What to work on: Print the full listing below exactly, keeping every character as it stands.

(Beginning of Entries provided)

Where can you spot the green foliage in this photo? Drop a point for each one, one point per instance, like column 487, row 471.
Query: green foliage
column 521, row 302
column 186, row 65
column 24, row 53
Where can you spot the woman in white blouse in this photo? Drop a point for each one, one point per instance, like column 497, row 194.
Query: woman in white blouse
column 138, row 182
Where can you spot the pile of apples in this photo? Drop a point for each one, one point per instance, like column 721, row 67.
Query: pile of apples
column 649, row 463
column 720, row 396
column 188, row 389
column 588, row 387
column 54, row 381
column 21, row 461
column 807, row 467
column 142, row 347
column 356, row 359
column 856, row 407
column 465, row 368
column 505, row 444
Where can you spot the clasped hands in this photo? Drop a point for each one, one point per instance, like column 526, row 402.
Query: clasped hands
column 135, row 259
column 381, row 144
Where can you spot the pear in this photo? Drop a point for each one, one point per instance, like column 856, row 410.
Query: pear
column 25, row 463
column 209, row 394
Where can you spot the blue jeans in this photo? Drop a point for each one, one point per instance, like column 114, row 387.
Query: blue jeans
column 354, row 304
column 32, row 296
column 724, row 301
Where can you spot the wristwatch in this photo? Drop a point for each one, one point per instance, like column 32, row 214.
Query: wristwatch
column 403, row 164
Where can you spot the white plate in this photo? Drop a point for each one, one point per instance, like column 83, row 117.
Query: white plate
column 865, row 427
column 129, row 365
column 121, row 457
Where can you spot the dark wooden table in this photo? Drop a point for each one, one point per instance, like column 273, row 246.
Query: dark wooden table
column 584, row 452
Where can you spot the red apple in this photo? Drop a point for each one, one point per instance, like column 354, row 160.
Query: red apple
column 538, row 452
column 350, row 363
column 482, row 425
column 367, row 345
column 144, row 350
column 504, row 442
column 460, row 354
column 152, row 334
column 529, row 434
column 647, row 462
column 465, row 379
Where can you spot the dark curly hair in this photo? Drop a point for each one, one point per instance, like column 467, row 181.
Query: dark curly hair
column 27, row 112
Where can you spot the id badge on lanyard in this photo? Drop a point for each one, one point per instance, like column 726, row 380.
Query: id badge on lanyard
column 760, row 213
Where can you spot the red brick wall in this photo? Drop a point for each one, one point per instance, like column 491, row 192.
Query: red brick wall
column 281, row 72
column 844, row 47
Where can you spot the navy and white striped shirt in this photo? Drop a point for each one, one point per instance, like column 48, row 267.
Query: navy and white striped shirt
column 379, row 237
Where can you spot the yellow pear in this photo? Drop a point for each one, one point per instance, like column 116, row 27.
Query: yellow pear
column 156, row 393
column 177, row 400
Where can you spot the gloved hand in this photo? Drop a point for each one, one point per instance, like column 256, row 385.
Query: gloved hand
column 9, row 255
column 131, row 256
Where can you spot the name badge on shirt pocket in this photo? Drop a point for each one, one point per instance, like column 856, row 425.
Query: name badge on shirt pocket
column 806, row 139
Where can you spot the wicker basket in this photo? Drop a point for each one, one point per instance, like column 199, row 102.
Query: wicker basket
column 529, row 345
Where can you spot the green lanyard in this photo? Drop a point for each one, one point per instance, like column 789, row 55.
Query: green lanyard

(End of Entries provided)

Output of the task:
Where can you spot the green foliage in this photo? Drop a point for each one, one point per instance, like column 487, row 471.
Query: green foliage
column 521, row 302
column 186, row 65
column 24, row 53
Where can you spot the woman in white blouse in this photo? Drop a point for each one, one point per instance, like column 497, row 194.
Query: woman in white blouse
column 138, row 182
Where can you spot the pile of apples in this photo? Drop a point for each one, one point per instance, like column 721, row 67.
Query: pile of apples
column 649, row 463
column 720, row 396
column 188, row 389
column 588, row 387
column 54, row 381
column 21, row 461
column 807, row 467
column 142, row 347
column 356, row 359
column 856, row 407
column 465, row 368
column 505, row 444
Where can you spot the clasped hands in this photo? Drop a point for each one, one point per instance, like column 526, row 402.
Query: clasped hands
column 135, row 259
column 381, row 144
Where can you spot the pear in this photo? Drop a point for each one, one point per instance, like column 856, row 410.
Query: pear
column 25, row 463
column 209, row 394
Where can you spot the blue jeans in this photo? Drop a point for each one, one point per instance, like column 114, row 387.
Query: blue jeans
column 354, row 304
column 32, row 296
column 724, row 301
Where can you spot the wristwatch in this photo? Drop a point for each one, one point per instance, like column 32, row 214.
Query: wristwatch
column 403, row 164
Where can you spot the white plate in this photo? Drop a point for each one, one point per instance, like column 83, row 117.
Query: white plate
column 865, row 427
column 129, row 365
column 121, row 457
Where can you spot the dark wooden table in this photo? Drop a point for each one, one point per instance, like column 273, row 246.
Query: dark wooden table
column 584, row 452
Where can you spot the red apple in this photo? Drop a point for each one, one point per instance, like column 354, row 160.
Query: red apple
column 538, row 452
column 350, row 363
column 482, row 425
column 367, row 345
column 144, row 350
column 504, row 442
column 460, row 354
column 152, row 334
column 529, row 434
column 647, row 462
column 465, row 379
Where can you spot the dark curly hair in this photo? Drop a point for each one, one point per instance, like column 467, row 181.
Query: dark curly hair
column 27, row 112
Where can you spot the id badge on lanyard in this photo? Drop a point for each one, one point per instance, like column 726, row 380.
Query: id badge on lanyard
column 760, row 213
Where can you spot the red brick wall in this photo? Drop a point for each one, one point per instance, like column 491, row 192.
Query: red brick wall
column 281, row 72
column 844, row 47
Where can you spot the navy and white striped shirt in this photo? Drop a point for each one, one point per instance, like column 48, row 267.
Query: navy and white striped shirt
column 379, row 237
Where can you spot the yellow pear in this photo? Drop a point for each one, one point per instance, like column 116, row 27.
Query: yellow pear
column 156, row 393
column 177, row 400
Where can you spot the gloved hand in this photo? Drop a point for each one, one point per instance, like column 256, row 385.
Query: gloved hand
column 9, row 255
column 131, row 256
Where can you spot the name badge on shirt pocket in this photo? Drop a point for each one, one point per instance, like column 856, row 425.
Query: name badge on shirt pocket
column 806, row 139
Where can you spot the wicker basket in this photo? Drop a point for each one, one point per instance, like column 199, row 102.
Query: wicker basket
column 529, row 345
Where can you spot the green lanyard in this photo? Drop a point for each one, one point per instance, like column 789, row 55.
Query: green lanyard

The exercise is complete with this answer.